Every record must be output verbatim in the reply.
□ □ □
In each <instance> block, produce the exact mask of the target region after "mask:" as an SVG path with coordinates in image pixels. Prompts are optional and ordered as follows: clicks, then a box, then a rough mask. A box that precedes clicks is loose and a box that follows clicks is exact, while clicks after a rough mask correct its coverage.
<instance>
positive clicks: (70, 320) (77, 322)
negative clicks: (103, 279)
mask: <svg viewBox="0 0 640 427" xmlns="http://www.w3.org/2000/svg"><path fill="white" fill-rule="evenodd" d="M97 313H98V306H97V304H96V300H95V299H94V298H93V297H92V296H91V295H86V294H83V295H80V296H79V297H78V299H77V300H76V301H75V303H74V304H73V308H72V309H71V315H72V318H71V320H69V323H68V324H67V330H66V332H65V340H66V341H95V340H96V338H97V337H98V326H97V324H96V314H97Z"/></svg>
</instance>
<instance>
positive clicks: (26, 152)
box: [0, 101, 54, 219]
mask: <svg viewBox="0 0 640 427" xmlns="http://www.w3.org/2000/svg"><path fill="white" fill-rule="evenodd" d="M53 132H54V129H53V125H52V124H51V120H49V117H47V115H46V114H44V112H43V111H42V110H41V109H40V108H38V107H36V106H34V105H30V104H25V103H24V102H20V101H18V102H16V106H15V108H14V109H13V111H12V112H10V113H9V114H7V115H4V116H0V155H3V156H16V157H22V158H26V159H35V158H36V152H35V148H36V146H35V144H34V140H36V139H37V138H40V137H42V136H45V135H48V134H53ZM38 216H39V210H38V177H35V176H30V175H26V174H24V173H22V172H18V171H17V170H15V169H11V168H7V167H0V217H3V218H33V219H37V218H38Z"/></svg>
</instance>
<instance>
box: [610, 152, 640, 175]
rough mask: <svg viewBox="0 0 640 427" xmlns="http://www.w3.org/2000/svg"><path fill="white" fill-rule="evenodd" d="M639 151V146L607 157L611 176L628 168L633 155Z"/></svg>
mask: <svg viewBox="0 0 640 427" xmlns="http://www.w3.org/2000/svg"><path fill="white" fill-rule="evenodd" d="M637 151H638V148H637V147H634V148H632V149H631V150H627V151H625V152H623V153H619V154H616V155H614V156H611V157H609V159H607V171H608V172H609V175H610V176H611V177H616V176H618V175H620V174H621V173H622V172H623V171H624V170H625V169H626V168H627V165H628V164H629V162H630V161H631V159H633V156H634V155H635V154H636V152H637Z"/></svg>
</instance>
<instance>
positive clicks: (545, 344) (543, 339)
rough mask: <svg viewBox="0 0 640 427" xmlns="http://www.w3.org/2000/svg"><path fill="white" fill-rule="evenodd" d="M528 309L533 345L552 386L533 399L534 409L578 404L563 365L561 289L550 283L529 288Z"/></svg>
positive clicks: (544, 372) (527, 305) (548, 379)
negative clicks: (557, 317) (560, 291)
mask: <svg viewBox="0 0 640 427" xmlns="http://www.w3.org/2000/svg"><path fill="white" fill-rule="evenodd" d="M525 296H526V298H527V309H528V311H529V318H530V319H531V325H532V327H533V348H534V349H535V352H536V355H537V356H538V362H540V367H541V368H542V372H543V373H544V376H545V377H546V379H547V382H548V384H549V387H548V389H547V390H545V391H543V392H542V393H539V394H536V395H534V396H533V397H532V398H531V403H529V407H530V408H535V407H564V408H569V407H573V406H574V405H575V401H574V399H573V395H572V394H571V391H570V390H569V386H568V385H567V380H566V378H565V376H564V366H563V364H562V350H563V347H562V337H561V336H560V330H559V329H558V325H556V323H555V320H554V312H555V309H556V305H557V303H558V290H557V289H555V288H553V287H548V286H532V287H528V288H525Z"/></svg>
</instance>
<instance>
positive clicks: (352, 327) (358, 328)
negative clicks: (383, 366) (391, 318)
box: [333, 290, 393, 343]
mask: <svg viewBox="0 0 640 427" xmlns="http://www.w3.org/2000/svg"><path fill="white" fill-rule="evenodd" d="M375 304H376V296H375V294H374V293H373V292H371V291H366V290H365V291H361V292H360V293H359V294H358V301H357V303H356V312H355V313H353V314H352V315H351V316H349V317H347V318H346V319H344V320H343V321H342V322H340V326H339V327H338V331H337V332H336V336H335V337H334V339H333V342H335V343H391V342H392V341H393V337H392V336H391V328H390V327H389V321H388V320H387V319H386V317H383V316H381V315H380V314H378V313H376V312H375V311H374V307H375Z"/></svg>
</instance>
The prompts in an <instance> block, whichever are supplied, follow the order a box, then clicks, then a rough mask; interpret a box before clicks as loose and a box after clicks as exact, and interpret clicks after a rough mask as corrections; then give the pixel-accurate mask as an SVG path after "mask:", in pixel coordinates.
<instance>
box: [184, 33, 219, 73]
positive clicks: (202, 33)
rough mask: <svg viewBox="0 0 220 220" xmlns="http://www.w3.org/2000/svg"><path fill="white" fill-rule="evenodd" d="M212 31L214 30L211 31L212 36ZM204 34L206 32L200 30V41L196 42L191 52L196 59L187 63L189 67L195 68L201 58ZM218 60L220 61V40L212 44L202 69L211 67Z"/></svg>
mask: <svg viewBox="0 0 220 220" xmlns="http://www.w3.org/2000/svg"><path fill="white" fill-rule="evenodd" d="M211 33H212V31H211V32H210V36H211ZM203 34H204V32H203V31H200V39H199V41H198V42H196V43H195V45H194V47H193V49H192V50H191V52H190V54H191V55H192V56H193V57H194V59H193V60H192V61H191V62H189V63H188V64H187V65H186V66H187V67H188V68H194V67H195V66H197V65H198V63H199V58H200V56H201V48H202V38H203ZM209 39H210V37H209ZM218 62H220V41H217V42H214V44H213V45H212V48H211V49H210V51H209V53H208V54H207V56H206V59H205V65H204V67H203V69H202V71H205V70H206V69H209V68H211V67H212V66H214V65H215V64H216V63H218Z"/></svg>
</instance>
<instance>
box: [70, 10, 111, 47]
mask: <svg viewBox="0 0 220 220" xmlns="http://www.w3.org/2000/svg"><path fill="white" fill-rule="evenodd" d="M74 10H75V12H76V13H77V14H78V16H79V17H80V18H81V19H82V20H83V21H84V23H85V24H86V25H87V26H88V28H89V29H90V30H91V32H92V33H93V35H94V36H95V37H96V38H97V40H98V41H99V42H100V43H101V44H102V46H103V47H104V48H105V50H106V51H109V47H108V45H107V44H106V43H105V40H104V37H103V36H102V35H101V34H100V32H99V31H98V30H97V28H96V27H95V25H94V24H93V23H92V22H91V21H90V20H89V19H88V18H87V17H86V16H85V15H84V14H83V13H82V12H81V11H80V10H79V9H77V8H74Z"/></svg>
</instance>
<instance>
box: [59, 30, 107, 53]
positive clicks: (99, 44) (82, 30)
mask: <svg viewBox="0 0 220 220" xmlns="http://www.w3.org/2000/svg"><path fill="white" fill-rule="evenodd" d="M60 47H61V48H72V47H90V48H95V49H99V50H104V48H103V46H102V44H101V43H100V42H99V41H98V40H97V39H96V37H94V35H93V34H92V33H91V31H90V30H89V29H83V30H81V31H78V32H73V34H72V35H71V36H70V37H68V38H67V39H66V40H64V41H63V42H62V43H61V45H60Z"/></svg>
□ □ □
» Task solution:
In each <instance> block, produce the exact mask of the target region after "mask:" as an SVG path with coordinates in image pixels. Prompts are optional and ordered as follows: clicks, then a box, then a rough mask. A box that precedes clicks is loose and a box that follows clicks is exact, while clicks after a rough mask correct its coverage.
<instance>
positive clicks: (70, 320) (77, 322)
negative clicks: (103, 279)
mask: <svg viewBox="0 0 640 427" xmlns="http://www.w3.org/2000/svg"><path fill="white" fill-rule="evenodd" d="M97 313H98V306H97V304H96V300H95V299H94V298H93V297H92V296H91V295H86V294H83V295H80V296H79V297H78V299H77V300H76V301H75V303H74V304H73V308H72V309H71V315H72V318H71V320H69V323H68V324H67V330H66V332H65V340H66V341H95V340H96V338H97V337H98V326H97V324H96V314H97Z"/></svg>
</instance>
<instance>
positive clicks: (26, 152)
box: [0, 101, 54, 219]
mask: <svg viewBox="0 0 640 427" xmlns="http://www.w3.org/2000/svg"><path fill="white" fill-rule="evenodd" d="M53 132H54V129H53V125H52V124H51V120H49V117H47V115H46V114H44V112H43V111H42V110H41V109H40V108H38V107H36V106H34V105H30V104H25V103H24V102H20V101H18V102H16V106H15V108H14V109H13V111H12V112H10V113H9V114H7V115H4V116H0V155H3V156H16V157H22V158H26V159H35V158H36V152H35V148H36V146H35V144H34V140H36V139H37V138H40V137H42V136H45V135H48V134H53ZM38 216H39V210H38V177H35V176H30V175H26V174H24V173H22V172H18V171H17V170H15V169H11V168H7V167H0V217H3V218H33V219H37V218H38Z"/></svg>
</instance>
<instance>
box: [610, 152, 640, 175]
rough mask: <svg viewBox="0 0 640 427" xmlns="http://www.w3.org/2000/svg"><path fill="white" fill-rule="evenodd" d="M639 151V146L607 157L611 176L628 168L633 155Z"/></svg>
mask: <svg viewBox="0 0 640 427" xmlns="http://www.w3.org/2000/svg"><path fill="white" fill-rule="evenodd" d="M637 151H638V148H637V147H634V148H632V149H631V150H627V151H625V152H623V153H619V154H616V155H614V156H611V157H609V159H607V171H608V172H609V175H610V176H611V177H616V176H618V175H620V174H621V173H622V172H623V171H624V170H625V169H626V168H627V165H628V164H629V162H630V161H631V159H633V156H634V155H635V154H636V152H637Z"/></svg>
</instance>
<instance>
positive clicks: (545, 344) (543, 339)
rough mask: <svg viewBox="0 0 640 427" xmlns="http://www.w3.org/2000/svg"><path fill="white" fill-rule="evenodd" d="M528 309L533 345L552 386L533 399L534 409L578 404L563 365L561 289L550 283L529 288Z"/></svg>
positive clicks: (544, 372) (527, 305) (548, 379)
negative clicks: (557, 317) (560, 291)
mask: <svg viewBox="0 0 640 427" xmlns="http://www.w3.org/2000/svg"><path fill="white" fill-rule="evenodd" d="M525 296H526V298H527V309H528V311H529V318H530V319H531V325H532V327H533V348H534V349H535V352H536V355H537V356H538V362H540V367H541V368H542V372H543V373H544V376H545V377H546V379H547V382H548V384H549V387H548V389H547V390H545V391H543V392H542V393H539V394H536V395H534V396H533V397H532V398H531V403H529V407H530V408H535V407H564V408H569V407H573V406H574V405H575V401H574V399H573V395H572V394H571V391H570V390H569V386H568V385H567V380H566V378H565V376H564V366H563V364H562V350H563V347H562V337H561V336H560V330H559V329H558V325H556V323H555V320H554V312H555V309H556V305H557V303H558V290H557V289H555V288H553V287H548V286H532V287H528V288H525Z"/></svg>
</instance>
<instance>
positive clicks: (352, 327) (358, 328)
negative clicks: (383, 366) (391, 318)
box: [333, 290, 393, 343]
mask: <svg viewBox="0 0 640 427" xmlns="http://www.w3.org/2000/svg"><path fill="white" fill-rule="evenodd" d="M375 304H376V296H375V294H374V293H373V292H371V291H366V290H365V291H361V292H360V293H359V294H358V301H357V303H356V312H355V313H353V314H352V315H351V316H349V317H347V318H346V319H344V320H343V321H342V322H340V326H339V327H338V331H337V332H336V336H335V337H334V339H333V342H335V343H391V342H392V341H393V337H392V336H391V328H390V327H389V321H388V320H387V319H386V317H383V316H381V315H380V314H378V313H376V312H375V311H374V307H375Z"/></svg>
</instance>
The prompts in an <instance> block, whichever are supplied, follow the order a box, then clicks, then a rough mask; interpret a box before clicks as loose and a box after clicks as exact, and interpret clicks after a rough mask as corrections; then give the pixel-accurate mask as an SVG path after "mask:", in pixel coordinates.
<instance>
box: [184, 33, 219, 73]
positive clicks: (202, 33)
rough mask: <svg viewBox="0 0 220 220" xmlns="http://www.w3.org/2000/svg"><path fill="white" fill-rule="evenodd" d="M212 31L214 30L211 31L212 36ZM204 34L206 32L200 30V41L196 42L191 52L196 59L187 63L189 67L195 68L201 58ZM218 60L220 61V40L212 44L202 69L211 67Z"/></svg>
mask: <svg viewBox="0 0 220 220" xmlns="http://www.w3.org/2000/svg"><path fill="white" fill-rule="evenodd" d="M211 33H212V31H211V32H210V36H211ZM203 34H204V32H203V31H200V39H199V41H198V42H196V43H195V45H194V47H193V49H192V50H191V52H190V54H191V55H192V56H193V57H194V59H193V60H192V61H191V62H189V63H188V64H187V65H186V66H187V67H188V68H194V67H195V66H197V65H198V63H199V58H200V56H201V48H202V38H203ZM209 39H210V37H209ZM218 62H220V41H217V42H214V44H213V45H212V48H211V49H210V51H209V53H208V54H207V56H206V59H205V65H204V67H203V69H202V71H205V70H206V69H209V68H211V67H212V66H214V65H215V64H216V63H218Z"/></svg>
</instance>
<instance>
box: [70, 10, 111, 47]
mask: <svg viewBox="0 0 220 220" xmlns="http://www.w3.org/2000/svg"><path fill="white" fill-rule="evenodd" d="M74 10H75V12H76V13H77V14H78V16H79V17H80V18H81V19H82V20H83V21H84V23H85V24H86V25H87V26H88V28H89V29H90V30H91V32H92V33H93V35H94V36H95V37H96V38H97V40H98V41H99V42H100V43H101V44H102V46H103V47H104V48H105V50H106V51H109V47H108V45H107V44H106V43H105V40H104V37H103V36H102V35H101V34H100V32H99V31H98V30H97V28H96V27H95V25H94V24H93V23H92V22H91V21H90V20H89V19H88V18H87V17H86V16H85V15H84V14H83V13H82V12H81V11H80V10H79V9H77V8H74Z"/></svg>
</instance>
<instance>
box: [59, 30, 107, 53]
positive clicks: (99, 44) (82, 30)
mask: <svg viewBox="0 0 220 220" xmlns="http://www.w3.org/2000/svg"><path fill="white" fill-rule="evenodd" d="M60 47H61V48H72V47H90V48H95V49H99V50H104V48H103V46H102V44H101V43H100V42H99V41H98V40H97V39H96V37H94V35H93V34H92V33H91V31H90V30H89V29H83V30H81V31H78V32H73V34H72V35H71V36H70V37H68V38H67V39H66V40H64V41H63V42H62V43H61V45H60Z"/></svg>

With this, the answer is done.